__Extract__:
Strengthening the European pillar of NATO
Strengthening the European pillar of NATO
At the invitation of Belgian Prime Minister Guy Verhofstadt the heads of state and government of Germany, France, and Luxembourg, i.e. Chancellor Gerhard Schröder, President Jacques Chirac, and Luxembourg's Prime Minister Jean-Claude Juncker met in Brussels on the morning of April 29 for a two-hour working session followed by a luncheon.
The matters discussed at the meeting included an exchange of views on closer coordination of national arms policies and strengthened cooperation in the area of European security and defense policy (ESDP).
Europe's role on the international political stage
In a joint statement the four heads of state and government underscored their conviction that Europe needs to be capable of speaking with one voice and playing a full role in international affairs. "We take the view that new impetus needs to be generated towards creating a European security and defense community. The European Union needs to have a credible security and defense policy," the statement says.
The statement also underscores the common values shared with the United States: "Transatlantic partnership will continue to be a fundamental strategic priority for Europe." The statement went on to say that this partnership is a precondition for global peace and security and that the decisions of the Prague summit should be implemented.
Not directed against NATO
Speaking after the meeting Chancellor Schröder said "an enlarged Europe will need greater internal cohesion," indicating that the purpose of the meeting had been precisely that of generating new impetus for a common foreign and security policy. "We are on the way towards achieving a larger measure of integration in the foreign and security policy area," Schröder noted, adding that the exchange of views and joint statement had served to strengthen the European pillar in NATO and was not at all directed against the transatlantic alliance. "The problem is not that we have too much America in NATO, it's that we don't have enough Europe," Schröder underscored.
The joint statement contains proposals for the Convention on the Future of Europe and the Intergovernmental Conference. The heads of state and government attending the meeting appealed to the Convention to examine the Brussels proposals very carefully. First and foremost they propose the possibility of including "strengthened cooperation in the area of defense" in the constitutional treaty.
The following proposals were also made:
a common security and solidarity clause for all EU member countries,
the creation of a European agency for the development and procurement of military capabilities, and
the establishment of a European security and defense academy.
The statement also contains a proposed concept for a European security and defense union (ESDU). This purpose of this institution will be to strengthen cooperation in the defense policy area. This will include improved coordination of arms investments. The new ESDU is to be open to all current and future EU members.
The heads of state and government agreed on concrete initiatives to promote closer coordination of their national defense instruments. These include:
the establishment of a European strategic air transport command by June 2004,
the creation of a joint European NBC defense capability for the protection of the civilian population, and
European training centers.
The proposals contained in the statement are to be discussed at the next meeting of EU foreign ministers at the beginning of May and by the EU heads of state and government at the meeting of the European Council in Thessaloniki in June.
In agreement with EU partner countries
The four leaders underscored that the initiative is obviously open to any EU country interested in joining. Their meeting in Brussels followed a wide range of meetings that have been held on this subject with a variety of different participants in the past. Parallel to these meetings and initiatives there has been close coordination with other partners both at the working level and the top political level.
Moving forward with CFSP and ESDP
At their spring summit in March the EU heads of state and government reaffirmed their determination to strengthen their ability to act in the framework of the common foreign and security policy (CFSP) and the European security and defense policy. The war in Iraq has made it more than clear how important it is to be able to speak with a common voice in times of crisis. It is only then that Europe will be able to exert an influence on global developments. The EU continues to be convinced that transatlantic partnership must be strengthened.
Under the EU Treaty the gradual agreement
of a common defense policy is part of the common foreign and
security policy. There is a need here for a decision on the
part of all 15 EU countries. The EU has already laid the
foundation for a common defense policy. Since the beginning
of March it has been carrying out its first independent
military mission in Macedonia. There are European plans to
create a 60,000-man rapid reaction force.

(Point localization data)
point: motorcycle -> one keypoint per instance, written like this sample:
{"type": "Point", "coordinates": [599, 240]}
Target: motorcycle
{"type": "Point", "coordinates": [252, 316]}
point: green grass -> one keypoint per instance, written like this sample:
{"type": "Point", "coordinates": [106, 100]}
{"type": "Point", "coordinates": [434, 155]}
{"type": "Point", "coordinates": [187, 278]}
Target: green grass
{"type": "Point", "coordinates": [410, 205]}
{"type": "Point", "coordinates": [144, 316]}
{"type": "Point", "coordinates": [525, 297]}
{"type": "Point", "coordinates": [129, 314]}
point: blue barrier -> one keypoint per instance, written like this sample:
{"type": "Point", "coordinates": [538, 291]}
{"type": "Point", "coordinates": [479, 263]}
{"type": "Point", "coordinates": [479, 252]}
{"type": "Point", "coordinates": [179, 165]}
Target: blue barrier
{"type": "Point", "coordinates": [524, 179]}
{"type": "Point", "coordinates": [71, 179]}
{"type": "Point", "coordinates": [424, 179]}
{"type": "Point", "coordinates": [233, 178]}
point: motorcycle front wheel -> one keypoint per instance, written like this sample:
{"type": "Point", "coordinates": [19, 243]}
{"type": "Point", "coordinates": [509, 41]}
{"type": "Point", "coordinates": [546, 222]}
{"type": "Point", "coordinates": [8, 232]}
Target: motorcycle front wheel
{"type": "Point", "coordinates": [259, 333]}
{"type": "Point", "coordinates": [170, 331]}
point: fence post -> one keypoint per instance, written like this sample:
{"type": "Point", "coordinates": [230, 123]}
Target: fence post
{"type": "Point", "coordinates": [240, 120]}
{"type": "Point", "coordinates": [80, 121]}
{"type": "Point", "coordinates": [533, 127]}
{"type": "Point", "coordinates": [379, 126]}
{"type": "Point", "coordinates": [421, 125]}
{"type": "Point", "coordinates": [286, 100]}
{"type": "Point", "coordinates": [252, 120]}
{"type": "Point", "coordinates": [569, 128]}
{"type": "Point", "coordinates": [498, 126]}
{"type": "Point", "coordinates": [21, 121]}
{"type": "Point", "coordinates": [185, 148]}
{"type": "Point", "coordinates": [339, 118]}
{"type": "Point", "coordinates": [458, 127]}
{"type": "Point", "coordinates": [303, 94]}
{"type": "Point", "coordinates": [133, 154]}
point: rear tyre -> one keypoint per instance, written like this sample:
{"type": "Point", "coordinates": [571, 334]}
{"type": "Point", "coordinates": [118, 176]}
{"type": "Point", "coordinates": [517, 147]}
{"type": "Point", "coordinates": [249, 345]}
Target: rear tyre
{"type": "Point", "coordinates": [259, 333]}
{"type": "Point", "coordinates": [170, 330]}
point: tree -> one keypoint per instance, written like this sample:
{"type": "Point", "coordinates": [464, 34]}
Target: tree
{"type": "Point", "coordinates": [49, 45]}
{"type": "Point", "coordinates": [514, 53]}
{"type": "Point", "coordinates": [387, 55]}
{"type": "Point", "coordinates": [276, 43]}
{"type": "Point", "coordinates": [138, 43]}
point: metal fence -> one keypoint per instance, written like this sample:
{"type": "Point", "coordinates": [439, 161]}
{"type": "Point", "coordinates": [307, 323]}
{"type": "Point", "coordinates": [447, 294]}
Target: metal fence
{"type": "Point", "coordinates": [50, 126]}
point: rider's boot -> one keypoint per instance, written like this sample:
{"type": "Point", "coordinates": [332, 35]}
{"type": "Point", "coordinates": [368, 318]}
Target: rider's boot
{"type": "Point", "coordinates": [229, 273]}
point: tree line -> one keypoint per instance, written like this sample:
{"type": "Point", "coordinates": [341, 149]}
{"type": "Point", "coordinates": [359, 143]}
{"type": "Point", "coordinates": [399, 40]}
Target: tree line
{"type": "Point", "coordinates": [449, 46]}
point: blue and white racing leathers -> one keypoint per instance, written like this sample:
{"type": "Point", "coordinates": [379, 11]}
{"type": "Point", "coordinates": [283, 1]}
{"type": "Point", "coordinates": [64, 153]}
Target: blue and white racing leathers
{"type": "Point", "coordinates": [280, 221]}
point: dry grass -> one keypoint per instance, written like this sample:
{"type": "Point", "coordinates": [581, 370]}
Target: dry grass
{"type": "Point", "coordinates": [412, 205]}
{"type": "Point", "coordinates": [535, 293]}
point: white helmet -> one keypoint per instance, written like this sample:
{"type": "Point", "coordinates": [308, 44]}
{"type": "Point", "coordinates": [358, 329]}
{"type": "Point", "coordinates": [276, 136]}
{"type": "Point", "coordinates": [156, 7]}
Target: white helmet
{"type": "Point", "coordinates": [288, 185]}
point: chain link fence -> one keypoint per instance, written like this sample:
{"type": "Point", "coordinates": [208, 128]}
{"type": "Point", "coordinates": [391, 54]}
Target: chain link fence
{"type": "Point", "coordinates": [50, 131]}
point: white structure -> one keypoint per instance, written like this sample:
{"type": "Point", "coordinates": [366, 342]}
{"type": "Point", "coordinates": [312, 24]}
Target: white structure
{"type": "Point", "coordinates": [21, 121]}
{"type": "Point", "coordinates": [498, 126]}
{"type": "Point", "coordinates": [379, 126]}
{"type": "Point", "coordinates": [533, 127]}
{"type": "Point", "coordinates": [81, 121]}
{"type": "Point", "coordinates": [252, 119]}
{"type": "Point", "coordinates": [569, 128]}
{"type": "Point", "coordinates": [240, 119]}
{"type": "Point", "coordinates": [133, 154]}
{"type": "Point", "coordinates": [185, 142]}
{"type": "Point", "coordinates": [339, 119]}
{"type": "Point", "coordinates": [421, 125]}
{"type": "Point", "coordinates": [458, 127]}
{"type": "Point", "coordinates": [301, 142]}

__Instructions__:
1. According to the NATO article, by when is the European strategic air transport command to be established?
2. Return the passage from the NATO article starting with "The statement also underscores" and going on through "should be implemented.".

__Answers for the tasks__:
1. By June 2004.

2.
The statement also underscores the common values shared with the United States: "Transatlantic partnership will continue to be a fundamental strategic priority for Europe." The statement went on to say that this partnership is a precondition for global peace and security and that the decisions of the Prague summit should be implemented.